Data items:
·····
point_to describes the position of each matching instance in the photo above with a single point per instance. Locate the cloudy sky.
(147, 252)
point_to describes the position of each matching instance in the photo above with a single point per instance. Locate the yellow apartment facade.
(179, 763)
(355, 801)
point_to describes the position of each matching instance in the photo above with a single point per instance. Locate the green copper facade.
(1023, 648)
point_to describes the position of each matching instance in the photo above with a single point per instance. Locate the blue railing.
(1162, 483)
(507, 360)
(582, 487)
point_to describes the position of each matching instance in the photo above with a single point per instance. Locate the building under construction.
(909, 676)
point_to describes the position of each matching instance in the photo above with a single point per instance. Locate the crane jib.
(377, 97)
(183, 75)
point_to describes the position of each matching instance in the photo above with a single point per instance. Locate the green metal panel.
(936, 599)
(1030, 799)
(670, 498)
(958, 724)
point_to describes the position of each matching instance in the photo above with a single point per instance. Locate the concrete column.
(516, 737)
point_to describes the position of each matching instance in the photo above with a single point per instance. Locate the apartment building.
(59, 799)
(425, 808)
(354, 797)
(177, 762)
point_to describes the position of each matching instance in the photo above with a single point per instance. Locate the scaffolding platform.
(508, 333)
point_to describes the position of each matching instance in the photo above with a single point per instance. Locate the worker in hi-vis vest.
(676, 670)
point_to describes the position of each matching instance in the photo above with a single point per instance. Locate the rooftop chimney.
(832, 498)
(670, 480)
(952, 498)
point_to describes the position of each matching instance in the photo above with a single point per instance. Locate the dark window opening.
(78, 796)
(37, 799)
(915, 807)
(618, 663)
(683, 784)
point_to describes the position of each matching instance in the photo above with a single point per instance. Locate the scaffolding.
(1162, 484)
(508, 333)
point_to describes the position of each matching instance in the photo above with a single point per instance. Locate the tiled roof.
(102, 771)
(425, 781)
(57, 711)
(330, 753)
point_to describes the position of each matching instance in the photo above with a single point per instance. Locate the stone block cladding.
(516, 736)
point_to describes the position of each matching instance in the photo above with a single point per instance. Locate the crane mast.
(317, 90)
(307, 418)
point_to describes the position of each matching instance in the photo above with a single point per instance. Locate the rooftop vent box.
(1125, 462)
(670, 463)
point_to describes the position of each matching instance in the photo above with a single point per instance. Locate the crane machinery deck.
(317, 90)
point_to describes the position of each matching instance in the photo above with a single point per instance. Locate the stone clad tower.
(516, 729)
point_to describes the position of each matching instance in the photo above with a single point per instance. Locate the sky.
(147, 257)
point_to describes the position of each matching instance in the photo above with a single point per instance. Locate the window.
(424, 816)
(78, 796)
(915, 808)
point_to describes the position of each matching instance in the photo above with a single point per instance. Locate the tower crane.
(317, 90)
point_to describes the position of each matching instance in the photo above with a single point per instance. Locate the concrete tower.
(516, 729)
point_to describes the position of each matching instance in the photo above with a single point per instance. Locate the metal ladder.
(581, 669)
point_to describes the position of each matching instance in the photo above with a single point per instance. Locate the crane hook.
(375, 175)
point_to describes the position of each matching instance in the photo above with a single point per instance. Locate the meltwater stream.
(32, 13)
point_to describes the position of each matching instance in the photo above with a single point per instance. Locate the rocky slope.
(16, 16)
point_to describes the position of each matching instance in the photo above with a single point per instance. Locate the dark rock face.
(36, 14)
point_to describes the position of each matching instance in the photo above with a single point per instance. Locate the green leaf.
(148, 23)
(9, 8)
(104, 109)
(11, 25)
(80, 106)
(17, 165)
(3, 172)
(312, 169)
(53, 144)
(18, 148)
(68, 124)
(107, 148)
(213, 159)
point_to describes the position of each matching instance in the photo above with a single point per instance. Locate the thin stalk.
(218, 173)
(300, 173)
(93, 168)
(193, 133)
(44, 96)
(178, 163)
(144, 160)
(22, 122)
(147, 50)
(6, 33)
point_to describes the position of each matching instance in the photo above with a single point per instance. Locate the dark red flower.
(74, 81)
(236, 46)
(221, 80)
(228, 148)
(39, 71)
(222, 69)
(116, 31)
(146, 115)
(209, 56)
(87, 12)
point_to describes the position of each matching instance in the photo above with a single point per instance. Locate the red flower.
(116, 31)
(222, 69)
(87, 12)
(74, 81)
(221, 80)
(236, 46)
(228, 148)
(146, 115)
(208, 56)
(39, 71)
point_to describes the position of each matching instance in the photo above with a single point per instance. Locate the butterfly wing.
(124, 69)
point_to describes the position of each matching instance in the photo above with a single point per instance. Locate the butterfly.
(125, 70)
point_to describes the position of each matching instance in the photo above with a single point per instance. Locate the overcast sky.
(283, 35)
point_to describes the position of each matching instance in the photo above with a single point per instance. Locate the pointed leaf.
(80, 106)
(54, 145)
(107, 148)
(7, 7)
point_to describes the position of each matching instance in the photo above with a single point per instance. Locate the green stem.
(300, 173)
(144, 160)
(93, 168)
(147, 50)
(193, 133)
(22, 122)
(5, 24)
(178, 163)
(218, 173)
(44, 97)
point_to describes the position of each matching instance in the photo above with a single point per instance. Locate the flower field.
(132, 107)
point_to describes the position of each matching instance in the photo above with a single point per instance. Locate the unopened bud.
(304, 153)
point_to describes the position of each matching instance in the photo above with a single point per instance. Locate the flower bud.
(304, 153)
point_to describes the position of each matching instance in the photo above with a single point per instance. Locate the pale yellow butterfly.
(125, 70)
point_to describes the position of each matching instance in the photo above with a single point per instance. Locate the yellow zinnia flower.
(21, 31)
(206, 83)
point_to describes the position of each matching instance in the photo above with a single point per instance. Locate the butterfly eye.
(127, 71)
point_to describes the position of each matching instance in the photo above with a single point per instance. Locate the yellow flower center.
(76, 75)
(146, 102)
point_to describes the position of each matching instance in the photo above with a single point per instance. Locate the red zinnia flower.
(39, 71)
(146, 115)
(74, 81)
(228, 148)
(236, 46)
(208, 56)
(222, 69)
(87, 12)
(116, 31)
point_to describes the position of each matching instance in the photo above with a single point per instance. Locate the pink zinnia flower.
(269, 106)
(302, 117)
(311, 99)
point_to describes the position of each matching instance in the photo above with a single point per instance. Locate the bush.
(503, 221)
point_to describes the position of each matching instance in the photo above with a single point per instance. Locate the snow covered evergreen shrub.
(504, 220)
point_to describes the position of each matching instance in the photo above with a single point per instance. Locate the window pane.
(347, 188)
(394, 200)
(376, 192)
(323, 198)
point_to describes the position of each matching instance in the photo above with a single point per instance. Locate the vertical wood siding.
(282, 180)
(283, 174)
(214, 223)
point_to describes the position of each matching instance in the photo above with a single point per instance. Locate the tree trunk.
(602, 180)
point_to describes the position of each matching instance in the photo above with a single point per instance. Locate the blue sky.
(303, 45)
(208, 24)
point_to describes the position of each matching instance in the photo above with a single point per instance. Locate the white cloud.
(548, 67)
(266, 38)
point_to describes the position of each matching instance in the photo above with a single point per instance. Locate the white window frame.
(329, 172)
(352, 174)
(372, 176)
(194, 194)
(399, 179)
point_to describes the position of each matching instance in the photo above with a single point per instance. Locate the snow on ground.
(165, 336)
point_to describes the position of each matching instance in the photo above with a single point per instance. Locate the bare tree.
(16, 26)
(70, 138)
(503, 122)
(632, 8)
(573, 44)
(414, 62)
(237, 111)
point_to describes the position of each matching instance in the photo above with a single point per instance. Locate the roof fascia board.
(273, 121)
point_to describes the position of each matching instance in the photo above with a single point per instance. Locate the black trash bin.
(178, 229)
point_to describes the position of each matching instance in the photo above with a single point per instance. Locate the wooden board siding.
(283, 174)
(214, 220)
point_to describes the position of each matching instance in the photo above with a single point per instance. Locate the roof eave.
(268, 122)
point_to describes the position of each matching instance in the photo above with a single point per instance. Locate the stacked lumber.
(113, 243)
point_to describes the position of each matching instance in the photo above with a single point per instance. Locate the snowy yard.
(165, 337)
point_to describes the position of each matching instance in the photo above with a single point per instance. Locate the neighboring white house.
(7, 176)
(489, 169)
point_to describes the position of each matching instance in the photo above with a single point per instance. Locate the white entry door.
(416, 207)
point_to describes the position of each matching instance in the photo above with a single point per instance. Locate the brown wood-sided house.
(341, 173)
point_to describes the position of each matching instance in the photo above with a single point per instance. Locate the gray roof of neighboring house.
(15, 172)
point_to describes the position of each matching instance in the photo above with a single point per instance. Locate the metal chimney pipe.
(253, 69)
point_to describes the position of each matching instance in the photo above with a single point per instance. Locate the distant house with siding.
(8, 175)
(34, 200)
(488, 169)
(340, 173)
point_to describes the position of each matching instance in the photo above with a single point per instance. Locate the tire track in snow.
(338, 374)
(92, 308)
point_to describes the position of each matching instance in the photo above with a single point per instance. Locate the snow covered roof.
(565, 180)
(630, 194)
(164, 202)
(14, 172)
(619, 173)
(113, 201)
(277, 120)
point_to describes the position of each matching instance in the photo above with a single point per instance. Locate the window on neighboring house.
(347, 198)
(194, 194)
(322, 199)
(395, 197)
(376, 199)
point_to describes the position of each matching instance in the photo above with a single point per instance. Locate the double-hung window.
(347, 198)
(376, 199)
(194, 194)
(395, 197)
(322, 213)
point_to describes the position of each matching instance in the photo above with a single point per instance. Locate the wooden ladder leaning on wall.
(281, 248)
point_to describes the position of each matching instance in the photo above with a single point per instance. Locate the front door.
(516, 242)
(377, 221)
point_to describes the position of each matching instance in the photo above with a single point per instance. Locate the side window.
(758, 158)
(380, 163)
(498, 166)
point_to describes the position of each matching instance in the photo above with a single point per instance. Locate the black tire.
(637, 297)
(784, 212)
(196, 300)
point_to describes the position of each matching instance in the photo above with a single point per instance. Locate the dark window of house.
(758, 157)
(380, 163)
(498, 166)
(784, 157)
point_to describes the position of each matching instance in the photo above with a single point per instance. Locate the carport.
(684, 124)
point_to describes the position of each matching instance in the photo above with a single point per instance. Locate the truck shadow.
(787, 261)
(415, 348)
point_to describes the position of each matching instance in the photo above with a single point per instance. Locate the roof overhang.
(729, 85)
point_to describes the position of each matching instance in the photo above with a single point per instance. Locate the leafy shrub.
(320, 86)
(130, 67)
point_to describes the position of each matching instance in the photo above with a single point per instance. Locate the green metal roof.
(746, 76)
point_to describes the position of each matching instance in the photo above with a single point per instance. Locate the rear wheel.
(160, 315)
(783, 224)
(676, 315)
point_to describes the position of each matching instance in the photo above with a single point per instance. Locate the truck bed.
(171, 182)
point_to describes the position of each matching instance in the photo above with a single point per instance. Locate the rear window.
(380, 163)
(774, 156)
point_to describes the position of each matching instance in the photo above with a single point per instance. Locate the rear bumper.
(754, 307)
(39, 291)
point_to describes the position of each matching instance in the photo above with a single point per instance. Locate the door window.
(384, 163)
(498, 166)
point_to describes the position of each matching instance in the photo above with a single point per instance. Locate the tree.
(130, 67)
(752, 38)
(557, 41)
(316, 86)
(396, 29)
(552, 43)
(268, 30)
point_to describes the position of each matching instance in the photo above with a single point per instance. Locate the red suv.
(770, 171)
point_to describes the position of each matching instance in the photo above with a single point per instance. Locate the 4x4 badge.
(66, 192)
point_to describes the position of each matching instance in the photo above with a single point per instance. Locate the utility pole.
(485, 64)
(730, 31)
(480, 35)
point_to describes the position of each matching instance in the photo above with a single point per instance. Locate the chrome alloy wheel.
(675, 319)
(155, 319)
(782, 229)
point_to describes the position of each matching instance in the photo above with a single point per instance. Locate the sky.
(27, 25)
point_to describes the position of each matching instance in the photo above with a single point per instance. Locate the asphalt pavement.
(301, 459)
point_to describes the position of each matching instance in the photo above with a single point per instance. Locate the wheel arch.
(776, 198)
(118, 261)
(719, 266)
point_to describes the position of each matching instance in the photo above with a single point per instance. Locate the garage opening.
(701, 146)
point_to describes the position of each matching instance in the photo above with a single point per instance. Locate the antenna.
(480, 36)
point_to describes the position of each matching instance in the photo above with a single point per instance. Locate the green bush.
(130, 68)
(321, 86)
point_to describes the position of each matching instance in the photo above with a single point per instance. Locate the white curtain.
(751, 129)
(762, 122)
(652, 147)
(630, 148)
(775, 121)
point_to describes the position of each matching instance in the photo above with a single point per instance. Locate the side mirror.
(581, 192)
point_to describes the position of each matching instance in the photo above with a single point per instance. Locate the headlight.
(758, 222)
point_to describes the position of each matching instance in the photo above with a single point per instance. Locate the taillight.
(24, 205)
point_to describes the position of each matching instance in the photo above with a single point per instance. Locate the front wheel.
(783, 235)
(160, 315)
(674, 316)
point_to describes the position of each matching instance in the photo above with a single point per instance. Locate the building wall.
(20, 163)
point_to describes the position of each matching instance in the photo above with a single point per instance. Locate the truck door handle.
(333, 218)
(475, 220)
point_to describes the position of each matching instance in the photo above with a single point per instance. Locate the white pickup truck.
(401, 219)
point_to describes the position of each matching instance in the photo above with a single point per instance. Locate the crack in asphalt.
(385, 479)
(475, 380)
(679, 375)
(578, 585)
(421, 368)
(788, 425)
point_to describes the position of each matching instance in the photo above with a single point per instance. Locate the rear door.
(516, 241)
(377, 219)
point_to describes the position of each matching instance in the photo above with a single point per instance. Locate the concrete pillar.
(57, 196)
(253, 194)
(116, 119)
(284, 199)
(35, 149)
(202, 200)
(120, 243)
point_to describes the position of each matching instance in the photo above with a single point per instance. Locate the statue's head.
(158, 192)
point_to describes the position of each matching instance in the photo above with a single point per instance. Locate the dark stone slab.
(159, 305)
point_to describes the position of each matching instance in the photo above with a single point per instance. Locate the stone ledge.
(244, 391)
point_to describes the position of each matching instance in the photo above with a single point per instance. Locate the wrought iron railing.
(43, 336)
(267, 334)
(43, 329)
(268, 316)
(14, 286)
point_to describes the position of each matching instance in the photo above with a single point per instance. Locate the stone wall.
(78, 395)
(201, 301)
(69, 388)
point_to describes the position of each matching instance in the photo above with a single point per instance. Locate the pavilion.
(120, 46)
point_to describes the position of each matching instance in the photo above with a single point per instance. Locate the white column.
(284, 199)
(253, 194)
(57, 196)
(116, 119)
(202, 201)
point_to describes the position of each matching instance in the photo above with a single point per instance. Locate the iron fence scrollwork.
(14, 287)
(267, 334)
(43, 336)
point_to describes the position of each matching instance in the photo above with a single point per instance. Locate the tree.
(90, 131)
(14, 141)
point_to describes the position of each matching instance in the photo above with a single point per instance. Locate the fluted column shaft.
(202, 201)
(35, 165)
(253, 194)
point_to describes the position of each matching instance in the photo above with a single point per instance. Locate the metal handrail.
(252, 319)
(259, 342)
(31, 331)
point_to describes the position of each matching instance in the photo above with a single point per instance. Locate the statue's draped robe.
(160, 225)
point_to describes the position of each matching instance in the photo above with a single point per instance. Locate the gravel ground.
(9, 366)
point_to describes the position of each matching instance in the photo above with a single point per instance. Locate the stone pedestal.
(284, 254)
·····
From the "the white column." line to the close of the listing, restate each line word for word.

point_to describes the position of each matching instance in the photo above with a single point per instance. Locate the white column.
(284, 199)
(253, 194)
(57, 196)
(116, 119)
(202, 201)
point_to describes the position of each matching instance in the photo above with a single point per instance. Locate the iron fence scrollwork.
(14, 287)
(267, 334)
(43, 336)
point_to describes the position of each matching instance in the photo above with a single point per instance. Locate the tree.
(90, 131)
(14, 141)
point_to describes the position of each matching instance in the photo above with a single point per instance. Locate the fluted column shaft.
(202, 201)
(35, 165)
(253, 194)
point_to describes the position of each matching instance in the photo above with a single point per instance. Locate the metal handrail.
(252, 319)
(259, 342)
(31, 331)
point_to describes the position of each matching instance in the photo above with a single point per instance. Locate the statue's draped robe.
(160, 225)
point_to describes the position of each matching instance in the photo above with a single point per instance. Locate the gravel ground.
(9, 366)
point_to describes the position of each matching instance in the photo above with a single point per instance. Locate the stone pedestal.
(284, 254)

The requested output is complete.